§ **What the task asks**
Rescale the records below from the line containing "of the black" through the end of the records, inclusive. Reproduce every line in that span, requests included, and multiply each [x, y] marker coordinate in the answers by 1.15, rounding to whole numbers with halves rounded up.

(Pointing and labeling entries)
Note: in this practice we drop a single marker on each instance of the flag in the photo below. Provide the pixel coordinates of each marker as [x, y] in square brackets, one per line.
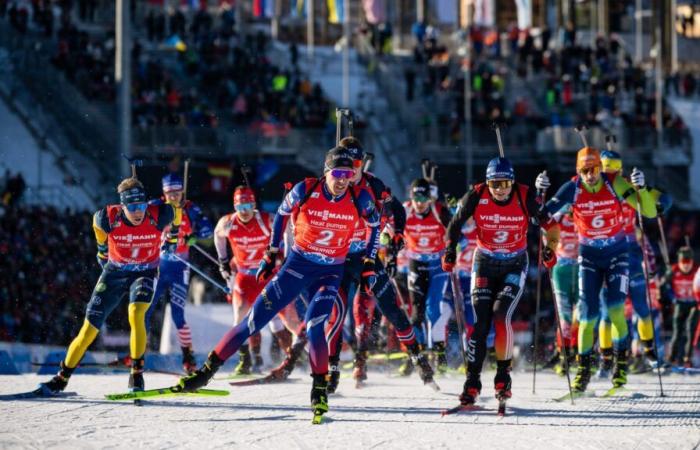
[336, 11]
[374, 11]
[524, 8]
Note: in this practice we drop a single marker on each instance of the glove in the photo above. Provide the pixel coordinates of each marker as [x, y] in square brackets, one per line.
[102, 255]
[637, 178]
[225, 268]
[390, 267]
[449, 259]
[267, 265]
[368, 276]
[549, 258]
[542, 182]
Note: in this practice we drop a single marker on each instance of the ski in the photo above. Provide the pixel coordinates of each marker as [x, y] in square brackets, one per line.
[460, 408]
[36, 393]
[165, 392]
[615, 390]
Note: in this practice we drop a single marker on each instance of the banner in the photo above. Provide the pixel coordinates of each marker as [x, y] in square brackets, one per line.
[524, 8]
[336, 11]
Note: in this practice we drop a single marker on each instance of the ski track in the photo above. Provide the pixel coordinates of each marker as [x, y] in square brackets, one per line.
[387, 413]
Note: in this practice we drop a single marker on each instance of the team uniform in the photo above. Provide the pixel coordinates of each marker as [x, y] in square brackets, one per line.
[603, 258]
[323, 225]
[129, 255]
[685, 285]
[174, 275]
[428, 284]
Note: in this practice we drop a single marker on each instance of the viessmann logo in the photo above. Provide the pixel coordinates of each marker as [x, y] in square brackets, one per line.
[593, 204]
[497, 218]
[325, 215]
[132, 238]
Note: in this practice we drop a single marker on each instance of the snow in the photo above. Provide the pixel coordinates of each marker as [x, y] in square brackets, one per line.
[388, 413]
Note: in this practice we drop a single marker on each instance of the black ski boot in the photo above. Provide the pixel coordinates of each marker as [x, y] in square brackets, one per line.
[620, 371]
[245, 363]
[59, 381]
[606, 362]
[583, 374]
[440, 357]
[502, 381]
[319, 396]
[359, 372]
[189, 364]
[136, 382]
[201, 377]
[283, 371]
[471, 390]
[333, 375]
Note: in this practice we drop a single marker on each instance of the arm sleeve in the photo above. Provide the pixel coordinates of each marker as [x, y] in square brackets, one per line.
[167, 215]
[200, 223]
[220, 238]
[100, 225]
[289, 203]
[369, 213]
[465, 210]
[624, 189]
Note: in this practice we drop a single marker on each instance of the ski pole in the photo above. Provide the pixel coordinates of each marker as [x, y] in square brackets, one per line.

§ **Output for this exercise**
Note: in this practice we drop a single marker on each instance of the black ski boot in the photo above. Provide the pixel coordinates of each marker as [x, y] in square brackets, one per line.
[713, 427]
[282, 417]
[68, 438]
[697, 416]
[670, 430]
[506, 411]
[577, 438]
[367, 455]
[413, 428]
[217, 419]
[156, 439]
[231, 434]
[325, 427]
[542, 449]
[383, 431]
Note: in this practice we drop a single marker on each instance of the arm sleeve in the photo above. Provide the pixel coordinates of each marker as [x, y] in square brackets, one per line.
[192, 247]
[230, 256]
[253, 274]
[115, 259]
[332, 233]
[424, 245]
[535, 242]
[718, 217]
Note: in this practice we drop a single marker on each instance of the ski pole in the photo above. Provide the pixel coordinates of each marker as [x, y] in square brackets, one per line.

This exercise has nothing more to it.